- [TEKSTGEDEELTE]:
• • • •

De dottertherapie bij een myocardinfarct is weliswaar zeer succesvol, maar 30 tot 50% van alle behandelde patiënten ontwikkelt daarna ernstig hartfalen, mede veroorzaakt door een bloeding in de hartspier. Dat blijkt uit een uitvoerige literatuurstudie door Ryanne Betgem, geneeskundestudente (master) bij VUmc en Guus de Waard, onderzoeker bij VUmc.
Zij publiceren het onderzoek deze week samen met collega’s van VUmc in Nature Reviews Cardiology. ‘Hier zijn we pas sinds kort achter en er is nog geen behandeling voor deze enorme groep patiënten’, zegt Betgem. ‘De behandeling van het acute hartinfarct is dus niet zo effectief als we altijd hebben gedacht.’ De onderzoekers veronderstellen dat tijdens het hartinfarct de afwezigheid van zuurstof en bloeddruk zorgt voor beschadiging van de kleine vaten in het hart.
Wanneer de kransslagader wordt geopend bij het dotteren, zorgt het plotsklaps op gang komen van bloed ervoor dat bloedvaatjes verder kapotgaan, met als gevolg intramyocardiale hemorrhagie. Deze bloeding verhindert het herstel en leidt op termijn mogelijk tot hartfalen. In die zin werken de OAC die patiënten na het dotteren krijgen ook contraproductie; ze dragen bij aan de bloeding.” Volgens Betgem weten veel cardiologen op dit moment nog niet goed wat het probleem is, hoe ze er mee om moeten gaan en naar welke therapeutische mogelijkheden ze moeten zoeken.

• • • •

- [OPDRACHT]: Schrijf het tekstgedeelte over de dottertherapie bij een hartinfarct volledig en woord voor woord over. De items zijn afkomstig uit een andere bron.

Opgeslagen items
• • • •

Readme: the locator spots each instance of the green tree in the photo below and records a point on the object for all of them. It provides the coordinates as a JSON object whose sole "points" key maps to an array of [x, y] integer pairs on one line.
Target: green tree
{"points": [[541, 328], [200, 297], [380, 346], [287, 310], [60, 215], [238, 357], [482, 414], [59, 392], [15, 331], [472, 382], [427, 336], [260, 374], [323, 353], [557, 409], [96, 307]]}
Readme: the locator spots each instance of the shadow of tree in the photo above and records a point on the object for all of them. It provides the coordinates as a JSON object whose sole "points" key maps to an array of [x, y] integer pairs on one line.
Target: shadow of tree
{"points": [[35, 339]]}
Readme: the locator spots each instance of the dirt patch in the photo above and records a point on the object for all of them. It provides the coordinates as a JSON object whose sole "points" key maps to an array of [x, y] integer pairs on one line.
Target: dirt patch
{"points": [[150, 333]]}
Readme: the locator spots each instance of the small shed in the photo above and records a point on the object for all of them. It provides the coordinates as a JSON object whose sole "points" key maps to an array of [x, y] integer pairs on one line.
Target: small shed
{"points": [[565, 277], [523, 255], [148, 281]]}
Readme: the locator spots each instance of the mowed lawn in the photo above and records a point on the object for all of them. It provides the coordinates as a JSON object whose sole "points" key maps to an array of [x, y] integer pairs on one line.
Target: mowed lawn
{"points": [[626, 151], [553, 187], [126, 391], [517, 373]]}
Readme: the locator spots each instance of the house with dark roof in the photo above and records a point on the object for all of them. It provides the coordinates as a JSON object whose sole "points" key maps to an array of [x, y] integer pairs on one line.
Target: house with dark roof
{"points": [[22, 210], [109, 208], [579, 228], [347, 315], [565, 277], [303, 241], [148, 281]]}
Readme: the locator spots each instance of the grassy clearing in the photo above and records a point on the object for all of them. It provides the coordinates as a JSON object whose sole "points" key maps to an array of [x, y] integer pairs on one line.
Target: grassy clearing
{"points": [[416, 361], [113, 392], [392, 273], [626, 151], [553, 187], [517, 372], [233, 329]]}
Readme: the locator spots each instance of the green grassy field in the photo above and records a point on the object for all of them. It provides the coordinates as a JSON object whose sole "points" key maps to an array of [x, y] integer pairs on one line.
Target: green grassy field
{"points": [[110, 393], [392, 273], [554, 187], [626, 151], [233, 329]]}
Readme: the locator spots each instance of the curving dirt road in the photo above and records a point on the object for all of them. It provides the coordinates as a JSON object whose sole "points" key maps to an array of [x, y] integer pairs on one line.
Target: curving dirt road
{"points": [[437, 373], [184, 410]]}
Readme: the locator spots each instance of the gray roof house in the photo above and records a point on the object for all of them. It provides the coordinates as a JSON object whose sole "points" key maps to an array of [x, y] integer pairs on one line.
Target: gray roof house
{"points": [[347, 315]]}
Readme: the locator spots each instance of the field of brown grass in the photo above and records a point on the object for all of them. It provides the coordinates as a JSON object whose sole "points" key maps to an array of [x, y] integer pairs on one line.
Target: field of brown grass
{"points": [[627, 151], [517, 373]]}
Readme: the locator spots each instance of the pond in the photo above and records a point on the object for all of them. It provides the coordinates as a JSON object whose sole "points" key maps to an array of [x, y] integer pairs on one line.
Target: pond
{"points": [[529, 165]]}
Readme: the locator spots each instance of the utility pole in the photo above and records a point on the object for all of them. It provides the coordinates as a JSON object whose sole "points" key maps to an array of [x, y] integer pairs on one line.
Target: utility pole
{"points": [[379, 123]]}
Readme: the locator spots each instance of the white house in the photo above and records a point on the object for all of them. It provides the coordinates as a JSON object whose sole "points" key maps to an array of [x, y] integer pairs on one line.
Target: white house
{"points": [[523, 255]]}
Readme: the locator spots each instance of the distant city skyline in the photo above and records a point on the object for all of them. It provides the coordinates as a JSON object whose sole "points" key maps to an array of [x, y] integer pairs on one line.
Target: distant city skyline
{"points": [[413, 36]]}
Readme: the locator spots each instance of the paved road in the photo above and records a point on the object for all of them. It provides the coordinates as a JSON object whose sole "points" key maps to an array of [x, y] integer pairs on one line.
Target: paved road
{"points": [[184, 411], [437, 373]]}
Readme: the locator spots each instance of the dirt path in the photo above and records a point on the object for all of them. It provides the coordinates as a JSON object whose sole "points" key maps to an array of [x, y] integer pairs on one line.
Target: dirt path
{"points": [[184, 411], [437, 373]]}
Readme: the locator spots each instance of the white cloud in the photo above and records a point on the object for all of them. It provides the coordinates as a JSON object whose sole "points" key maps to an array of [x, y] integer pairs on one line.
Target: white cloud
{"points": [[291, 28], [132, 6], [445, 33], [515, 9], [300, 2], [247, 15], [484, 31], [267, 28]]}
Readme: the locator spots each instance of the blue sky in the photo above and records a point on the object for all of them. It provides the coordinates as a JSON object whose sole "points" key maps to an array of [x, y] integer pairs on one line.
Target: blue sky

• • • •

- [ANTWOORD]:
De dottertherapie bij een myocardinfarct is weliswaar zeer succesvol, maar 30 tot 50% van alle behandelde patiënten ontwikkelt daarna ernstig hartfalen, mede veroorzaakt door een bloeding in de hartspier. Dat blijkt uit een uitvoerige literatuurstudie door Ryanne Betgem, geneeskundestudente (master) bij VUmc en Guus de Waard, onderzoeker bij VUmc.
Zij publiceren het onderzoek deze week samen met collega’s van VUmc in Nature Reviews Cardiology. ‘Hier zijn we pas sinds kort achter en er is nog geen behandeling voor deze enorme groep patiënten’, zegt Betgem. ‘De behandeling van het acute hartinfarct is dus niet zo effectief als we altijd hebben gedacht.’ De onderzoekers veronderstellen dat tijdens het hartinfarct de afwezigheid van zuurstof en bloeddruk zorgt voor beschadiging van de kleine vaten in het hart.
Wanneer de kransslagader wordt geopend bij het dotteren, zorgt het plotsklaps op gang komen van bloed ervoor dat bloedvaatjes verder kapotgaan, met als gevolg intramyocardiale hemorrhagie. Deze bloeding verhindert het herstel en leidt op termijn mogelijk tot hartfalen. In die zin werken de OAC die patiënten na het dotteren krijgen ook contraproductie; ze dragen bij aan de bloeding.” Volgens Betgem weten veel cardiologen op dit moment nog niet goed wat het probleem is, hoe ze er mee om moeten gaan en naar welke therapeutische mogelijkheden ze moeten zoeken.